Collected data
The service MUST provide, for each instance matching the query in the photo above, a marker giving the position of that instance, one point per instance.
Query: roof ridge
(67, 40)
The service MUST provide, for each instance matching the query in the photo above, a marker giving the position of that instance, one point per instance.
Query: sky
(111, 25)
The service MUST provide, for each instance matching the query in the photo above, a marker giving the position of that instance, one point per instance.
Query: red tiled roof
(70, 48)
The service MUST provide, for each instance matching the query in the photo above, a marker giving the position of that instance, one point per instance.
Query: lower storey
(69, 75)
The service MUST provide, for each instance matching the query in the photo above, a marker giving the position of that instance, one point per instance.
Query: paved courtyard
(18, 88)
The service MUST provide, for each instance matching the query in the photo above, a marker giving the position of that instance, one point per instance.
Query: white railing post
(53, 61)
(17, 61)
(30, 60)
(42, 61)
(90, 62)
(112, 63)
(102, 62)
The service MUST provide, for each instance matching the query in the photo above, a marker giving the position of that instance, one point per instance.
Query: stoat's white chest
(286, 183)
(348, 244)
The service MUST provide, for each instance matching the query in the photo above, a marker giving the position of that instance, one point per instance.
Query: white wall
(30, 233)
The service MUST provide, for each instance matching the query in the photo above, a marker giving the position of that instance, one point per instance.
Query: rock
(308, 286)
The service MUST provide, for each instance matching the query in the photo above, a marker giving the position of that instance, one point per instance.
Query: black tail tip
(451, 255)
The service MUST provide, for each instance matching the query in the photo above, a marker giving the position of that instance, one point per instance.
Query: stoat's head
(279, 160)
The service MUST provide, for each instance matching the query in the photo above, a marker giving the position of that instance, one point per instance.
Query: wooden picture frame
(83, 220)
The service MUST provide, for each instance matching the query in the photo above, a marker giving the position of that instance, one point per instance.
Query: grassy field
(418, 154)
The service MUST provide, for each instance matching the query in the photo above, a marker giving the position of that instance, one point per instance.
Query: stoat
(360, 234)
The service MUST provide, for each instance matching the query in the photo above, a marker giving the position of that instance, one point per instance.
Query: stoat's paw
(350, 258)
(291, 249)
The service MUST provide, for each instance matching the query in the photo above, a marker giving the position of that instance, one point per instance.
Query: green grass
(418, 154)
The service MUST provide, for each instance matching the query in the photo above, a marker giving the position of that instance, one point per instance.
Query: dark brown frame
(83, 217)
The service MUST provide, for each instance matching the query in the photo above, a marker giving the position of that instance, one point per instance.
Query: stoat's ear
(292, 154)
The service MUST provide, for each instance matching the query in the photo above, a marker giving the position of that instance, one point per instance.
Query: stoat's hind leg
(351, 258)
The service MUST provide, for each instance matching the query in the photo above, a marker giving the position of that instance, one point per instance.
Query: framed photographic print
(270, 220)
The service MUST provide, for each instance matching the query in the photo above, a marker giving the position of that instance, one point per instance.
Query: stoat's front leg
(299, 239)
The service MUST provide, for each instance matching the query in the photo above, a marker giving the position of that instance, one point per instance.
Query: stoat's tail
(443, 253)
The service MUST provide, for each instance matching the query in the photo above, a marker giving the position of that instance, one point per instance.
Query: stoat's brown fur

• **WHAT IS EXPECTED**
Write down the entries above again. Copy them word for word.

• **ANSWER BOX**
The service MUST provide, for each instance matching the query in the photo above, a marker giving the position of that instance, one point per instance.
Query: roof ridge
(67, 40)
The service MUST provide, for each instance matching the query in the photo above, a marker giving the position of that instance, one point per instance.
Query: sky
(111, 25)
The service MUST provide, for each instance matching the query in the photo above, a marker giving the position of that instance, one point per instance.
Query: red tiled roof
(70, 48)
The service MUST provide, for each instance matching the query in the photo above, a marker giving the position of that instance, one point per instance.
Query: lower storey
(69, 75)
The service MUST provide, for each instance matching the query in the photo above, a marker giving the position of that instance, one point per instance.
Query: paved courtyard
(18, 88)
The service MUST provide, for each instance matching the query in the photo above, a marker giving the position of that instance, one point per instance.
Query: white railing post
(53, 61)
(17, 61)
(30, 60)
(42, 61)
(90, 62)
(112, 63)
(102, 62)
The service MUST provide, for each instance matching the query in the photo above, a marker giving the position of that instance, one point per instance.
Query: stoat's white chest
(286, 183)
(348, 244)
The service MUST provide, for each instance matching the query in the photo above, a marker giving the position of that instance, one point per instance.
Query: white wall
(30, 233)
The service MUST provide, for each instance matching the query in the photo above, a marker giving the position of that instance, one point per instance.
Query: rock
(308, 286)
The service MUST provide, for each instance matching the query in the photo above, a marker giving the position of that instance, one point per instance.
Query: black tail tip
(451, 255)
The service MUST provide, for each instance matching the query in the photo above, a marker giving the position of that instance, one point per instance.
Query: stoat's head
(279, 160)
The service MUST provide, for each instance matching the query in the photo above, a marker giving the position of that instance, one point per instance.
Query: wooden picture frame
(83, 220)
The service MUST provide, for each instance matching the query in the photo above, a marker giving the position of that instance, one point per instance.
Query: grassy field
(418, 154)
The service MUST provide, for each instance matching the query in the photo above, a marker giving the position of that instance, one point per instance.
Query: stoat
(360, 234)
The service MUST provide, for each instance matching the query in the photo above, a marker giving the position of that instance, one point per instance.
Query: stoat's paw
(350, 258)
(291, 249)
The service MUST provide, for each instance matching the query in the photo above, a marker giving the position of that instance, one point per instance.
Query: green grass
(418, 154)
The service MUST provide, for each instance matching the query in the photo above, a marker giving the position of that instance, one point per instance.
Query: dark brown frame
(83, 217)
The service MUST provide, for each instance matching the query in the photo above, a marker giving the position of that instance, one point per instance.
Query: stoat's ear
(292, 154)
The service MUST provide, for each instance matching the query in the photo above, a marker giving the position of that instance, one point per instance.
Query: stoat's hind leg
(351, 258)
The service MUST provide, for each instance matching the query in the photo above, a marker giving the position of that instance, one point per instance.
Query: framed photographic print
(270, 220)
The service MUST provide, for each instance matching the query in the photo above, a marker giving the position of that instance, one point per instance.
Query: stoat's front leg
(299, 239)
The service MUST provide, for each instance matching the query in the photo above, a marker giving the position of that instance, one point per instance.
Query: stoat's tail
(443, 253)
The service MUST provide, for each instance matching the query in the photo above, a marker giving the position of that instance, one point per instance.
Query: stoat's brown fur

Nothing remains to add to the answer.